> Task requirements:
The lines from the one with "Instruction: the image is above. Identify every pine" through the last line below are to be copied exactly; no other lines are to be returned.

(Excerpts from a dataset)
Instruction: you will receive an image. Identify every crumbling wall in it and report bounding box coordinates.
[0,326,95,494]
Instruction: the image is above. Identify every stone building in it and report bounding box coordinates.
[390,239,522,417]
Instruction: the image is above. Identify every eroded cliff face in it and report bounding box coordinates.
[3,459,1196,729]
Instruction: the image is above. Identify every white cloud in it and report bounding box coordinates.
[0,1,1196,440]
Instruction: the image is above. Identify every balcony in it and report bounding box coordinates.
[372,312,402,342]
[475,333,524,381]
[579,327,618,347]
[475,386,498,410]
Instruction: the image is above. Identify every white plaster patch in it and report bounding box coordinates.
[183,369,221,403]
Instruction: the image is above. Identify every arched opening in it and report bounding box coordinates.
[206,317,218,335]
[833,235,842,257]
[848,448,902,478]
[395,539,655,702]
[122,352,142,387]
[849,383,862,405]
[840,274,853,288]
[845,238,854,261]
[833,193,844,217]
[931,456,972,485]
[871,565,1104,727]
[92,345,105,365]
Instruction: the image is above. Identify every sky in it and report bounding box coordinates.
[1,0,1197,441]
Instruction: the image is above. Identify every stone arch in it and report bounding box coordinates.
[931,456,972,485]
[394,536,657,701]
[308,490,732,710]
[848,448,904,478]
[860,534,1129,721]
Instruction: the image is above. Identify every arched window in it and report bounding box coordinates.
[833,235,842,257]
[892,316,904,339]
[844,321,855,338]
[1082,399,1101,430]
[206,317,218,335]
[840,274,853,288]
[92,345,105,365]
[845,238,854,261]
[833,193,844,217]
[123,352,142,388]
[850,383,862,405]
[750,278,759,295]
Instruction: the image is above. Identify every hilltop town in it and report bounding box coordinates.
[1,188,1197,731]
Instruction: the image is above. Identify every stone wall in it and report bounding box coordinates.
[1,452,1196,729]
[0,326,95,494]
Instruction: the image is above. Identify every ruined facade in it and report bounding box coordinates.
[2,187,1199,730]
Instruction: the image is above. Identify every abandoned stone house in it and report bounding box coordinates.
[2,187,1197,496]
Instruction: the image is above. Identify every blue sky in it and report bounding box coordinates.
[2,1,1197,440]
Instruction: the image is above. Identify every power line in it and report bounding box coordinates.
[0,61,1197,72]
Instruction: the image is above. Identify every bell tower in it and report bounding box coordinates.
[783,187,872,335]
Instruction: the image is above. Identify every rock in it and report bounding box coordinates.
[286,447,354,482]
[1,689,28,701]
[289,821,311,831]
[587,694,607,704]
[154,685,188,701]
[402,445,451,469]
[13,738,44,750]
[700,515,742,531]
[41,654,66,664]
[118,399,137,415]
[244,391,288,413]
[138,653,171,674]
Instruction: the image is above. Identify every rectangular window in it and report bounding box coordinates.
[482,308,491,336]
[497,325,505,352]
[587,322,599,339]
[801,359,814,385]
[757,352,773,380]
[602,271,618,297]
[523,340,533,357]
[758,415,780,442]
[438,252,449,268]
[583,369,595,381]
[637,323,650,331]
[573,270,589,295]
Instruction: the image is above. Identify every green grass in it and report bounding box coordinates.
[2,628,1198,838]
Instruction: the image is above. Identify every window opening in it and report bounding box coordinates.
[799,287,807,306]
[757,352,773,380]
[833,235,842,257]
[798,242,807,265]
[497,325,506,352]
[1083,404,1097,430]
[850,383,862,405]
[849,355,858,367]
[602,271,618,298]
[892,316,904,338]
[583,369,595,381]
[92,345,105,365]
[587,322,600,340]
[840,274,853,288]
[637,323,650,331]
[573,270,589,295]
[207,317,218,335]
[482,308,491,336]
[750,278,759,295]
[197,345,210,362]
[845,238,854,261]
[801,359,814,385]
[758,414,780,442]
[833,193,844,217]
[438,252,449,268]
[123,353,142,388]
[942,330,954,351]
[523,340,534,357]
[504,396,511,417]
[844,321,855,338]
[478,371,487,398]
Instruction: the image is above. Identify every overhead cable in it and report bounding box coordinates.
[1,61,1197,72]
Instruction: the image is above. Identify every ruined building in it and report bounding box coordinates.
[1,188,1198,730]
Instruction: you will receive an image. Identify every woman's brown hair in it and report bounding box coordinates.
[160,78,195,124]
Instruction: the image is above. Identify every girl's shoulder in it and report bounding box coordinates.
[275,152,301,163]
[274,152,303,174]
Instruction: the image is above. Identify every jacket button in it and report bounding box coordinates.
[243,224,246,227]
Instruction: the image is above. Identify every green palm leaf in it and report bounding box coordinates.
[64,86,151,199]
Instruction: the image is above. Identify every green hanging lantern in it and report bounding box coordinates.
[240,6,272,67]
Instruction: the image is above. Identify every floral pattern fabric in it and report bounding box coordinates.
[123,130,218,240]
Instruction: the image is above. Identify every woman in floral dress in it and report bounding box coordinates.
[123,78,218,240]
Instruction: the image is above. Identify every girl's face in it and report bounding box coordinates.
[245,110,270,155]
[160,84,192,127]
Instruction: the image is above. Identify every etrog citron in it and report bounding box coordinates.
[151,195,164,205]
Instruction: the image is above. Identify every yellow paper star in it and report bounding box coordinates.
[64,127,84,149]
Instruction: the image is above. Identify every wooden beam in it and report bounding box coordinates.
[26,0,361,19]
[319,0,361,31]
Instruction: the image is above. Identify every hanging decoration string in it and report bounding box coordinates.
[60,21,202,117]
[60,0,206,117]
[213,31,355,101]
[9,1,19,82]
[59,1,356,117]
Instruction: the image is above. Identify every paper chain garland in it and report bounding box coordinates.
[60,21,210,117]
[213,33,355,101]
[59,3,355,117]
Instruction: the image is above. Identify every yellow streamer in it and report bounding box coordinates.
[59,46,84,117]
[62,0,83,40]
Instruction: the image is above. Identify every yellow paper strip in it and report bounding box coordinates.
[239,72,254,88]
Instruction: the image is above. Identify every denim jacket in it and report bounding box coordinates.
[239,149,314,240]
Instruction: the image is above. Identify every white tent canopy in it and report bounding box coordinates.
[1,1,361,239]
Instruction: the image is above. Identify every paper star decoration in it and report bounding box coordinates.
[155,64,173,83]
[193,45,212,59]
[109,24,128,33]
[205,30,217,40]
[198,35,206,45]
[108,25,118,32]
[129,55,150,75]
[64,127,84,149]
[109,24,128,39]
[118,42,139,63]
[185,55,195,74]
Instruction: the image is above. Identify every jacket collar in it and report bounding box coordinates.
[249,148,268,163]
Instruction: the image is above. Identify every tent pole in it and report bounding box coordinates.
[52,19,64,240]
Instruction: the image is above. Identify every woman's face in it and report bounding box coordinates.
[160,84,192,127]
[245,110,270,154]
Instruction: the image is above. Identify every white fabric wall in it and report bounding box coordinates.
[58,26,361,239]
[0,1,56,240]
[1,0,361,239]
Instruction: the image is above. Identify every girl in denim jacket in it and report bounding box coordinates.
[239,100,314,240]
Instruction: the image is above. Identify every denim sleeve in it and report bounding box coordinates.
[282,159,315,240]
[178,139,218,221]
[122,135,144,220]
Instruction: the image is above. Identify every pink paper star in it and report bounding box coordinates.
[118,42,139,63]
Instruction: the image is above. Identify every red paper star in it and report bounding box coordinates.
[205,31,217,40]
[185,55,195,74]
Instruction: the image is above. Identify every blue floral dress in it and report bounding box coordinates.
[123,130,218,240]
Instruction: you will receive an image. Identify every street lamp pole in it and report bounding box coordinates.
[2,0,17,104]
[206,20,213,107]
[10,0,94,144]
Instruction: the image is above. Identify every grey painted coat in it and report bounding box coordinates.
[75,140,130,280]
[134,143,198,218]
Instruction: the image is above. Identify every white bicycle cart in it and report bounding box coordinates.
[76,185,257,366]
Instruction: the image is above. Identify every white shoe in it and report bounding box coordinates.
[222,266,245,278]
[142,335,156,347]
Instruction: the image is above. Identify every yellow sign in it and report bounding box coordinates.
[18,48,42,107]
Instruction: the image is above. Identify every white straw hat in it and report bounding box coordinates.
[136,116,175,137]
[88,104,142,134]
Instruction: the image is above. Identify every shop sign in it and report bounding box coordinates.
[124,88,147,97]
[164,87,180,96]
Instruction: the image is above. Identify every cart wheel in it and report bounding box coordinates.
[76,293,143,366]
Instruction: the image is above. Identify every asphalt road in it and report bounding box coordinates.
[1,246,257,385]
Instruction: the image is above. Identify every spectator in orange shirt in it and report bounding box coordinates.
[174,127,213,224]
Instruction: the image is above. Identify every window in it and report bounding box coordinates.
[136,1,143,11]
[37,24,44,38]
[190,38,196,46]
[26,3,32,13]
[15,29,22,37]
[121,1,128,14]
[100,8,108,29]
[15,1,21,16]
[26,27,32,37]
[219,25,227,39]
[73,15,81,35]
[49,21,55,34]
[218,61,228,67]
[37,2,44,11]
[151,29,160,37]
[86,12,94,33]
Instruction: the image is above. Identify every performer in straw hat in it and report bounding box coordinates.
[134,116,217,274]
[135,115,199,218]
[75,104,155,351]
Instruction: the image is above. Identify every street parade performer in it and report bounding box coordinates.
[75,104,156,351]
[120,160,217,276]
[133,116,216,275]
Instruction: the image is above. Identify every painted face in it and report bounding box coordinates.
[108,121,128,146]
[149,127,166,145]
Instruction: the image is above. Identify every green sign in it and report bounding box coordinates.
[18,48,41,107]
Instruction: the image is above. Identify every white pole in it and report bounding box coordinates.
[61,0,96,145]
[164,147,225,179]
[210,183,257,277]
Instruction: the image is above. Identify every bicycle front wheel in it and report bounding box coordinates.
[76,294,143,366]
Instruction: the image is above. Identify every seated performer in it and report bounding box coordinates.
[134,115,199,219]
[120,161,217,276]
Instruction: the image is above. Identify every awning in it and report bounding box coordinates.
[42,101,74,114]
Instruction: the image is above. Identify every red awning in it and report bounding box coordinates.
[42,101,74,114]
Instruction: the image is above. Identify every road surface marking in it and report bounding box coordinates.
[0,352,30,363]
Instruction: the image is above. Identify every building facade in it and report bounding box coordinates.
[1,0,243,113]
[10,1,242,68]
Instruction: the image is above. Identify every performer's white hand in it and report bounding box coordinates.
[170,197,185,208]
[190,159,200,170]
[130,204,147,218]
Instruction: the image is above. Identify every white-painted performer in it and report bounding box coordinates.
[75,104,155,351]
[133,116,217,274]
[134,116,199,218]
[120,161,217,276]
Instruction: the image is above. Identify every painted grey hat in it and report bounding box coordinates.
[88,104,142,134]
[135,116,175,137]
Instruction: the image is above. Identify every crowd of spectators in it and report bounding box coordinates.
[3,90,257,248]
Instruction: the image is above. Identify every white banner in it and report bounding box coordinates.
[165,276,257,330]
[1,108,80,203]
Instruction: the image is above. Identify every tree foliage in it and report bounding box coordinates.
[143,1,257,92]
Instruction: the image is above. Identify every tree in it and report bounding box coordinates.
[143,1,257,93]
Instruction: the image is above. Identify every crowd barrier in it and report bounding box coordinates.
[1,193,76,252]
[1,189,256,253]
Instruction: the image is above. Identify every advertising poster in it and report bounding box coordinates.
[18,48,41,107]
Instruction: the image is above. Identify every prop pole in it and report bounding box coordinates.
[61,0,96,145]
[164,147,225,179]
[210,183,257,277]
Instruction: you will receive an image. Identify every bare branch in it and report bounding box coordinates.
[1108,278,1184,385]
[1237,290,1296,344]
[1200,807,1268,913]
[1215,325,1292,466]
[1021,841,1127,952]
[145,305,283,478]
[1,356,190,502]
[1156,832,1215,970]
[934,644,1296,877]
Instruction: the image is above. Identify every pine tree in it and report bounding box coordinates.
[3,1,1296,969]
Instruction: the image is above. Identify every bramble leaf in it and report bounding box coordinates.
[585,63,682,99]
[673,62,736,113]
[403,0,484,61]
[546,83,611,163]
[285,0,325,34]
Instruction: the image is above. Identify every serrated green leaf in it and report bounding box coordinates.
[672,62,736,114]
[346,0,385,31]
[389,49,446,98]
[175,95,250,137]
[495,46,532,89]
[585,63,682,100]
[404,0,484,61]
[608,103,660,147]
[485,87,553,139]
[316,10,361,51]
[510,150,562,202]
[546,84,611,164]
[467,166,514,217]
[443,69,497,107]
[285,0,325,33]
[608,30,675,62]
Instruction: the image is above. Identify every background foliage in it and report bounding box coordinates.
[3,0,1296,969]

> Response box:
Instruction: the image is above. Identify every pine tree in it and report bounding box coordinates.
[3,1,1296,969]
Instruction: the image is above. Identify every bramble leaf in it and report bounding box coordinates.
[585,63,682,99]
[673,62,736,113]
[403,0,484,61]
[546,83,611,163]
[285,0,325,34]
Instruction: the image is above. Identify every serrated green leaf in it and report bounding box coordinates.
[672,62,736,114]
[346,0,385,31]
[389,49,446,98]
[175,95,250,137]
[495,46,532,89]
[585,63,682,100]
[404,0,484,61]
[608,103,660,147]
[485,87,553,139]
[316,10,361,51]
[510,150,562,202]
[546,84,611,164]
[467,166,514,217]
[443,69,497,107]
[285,0,325,33]
[608,30,675,62]
Instruction: the image is above. Identify every background foliage in it and report bounding box coordinates.
[3,0,1296,969]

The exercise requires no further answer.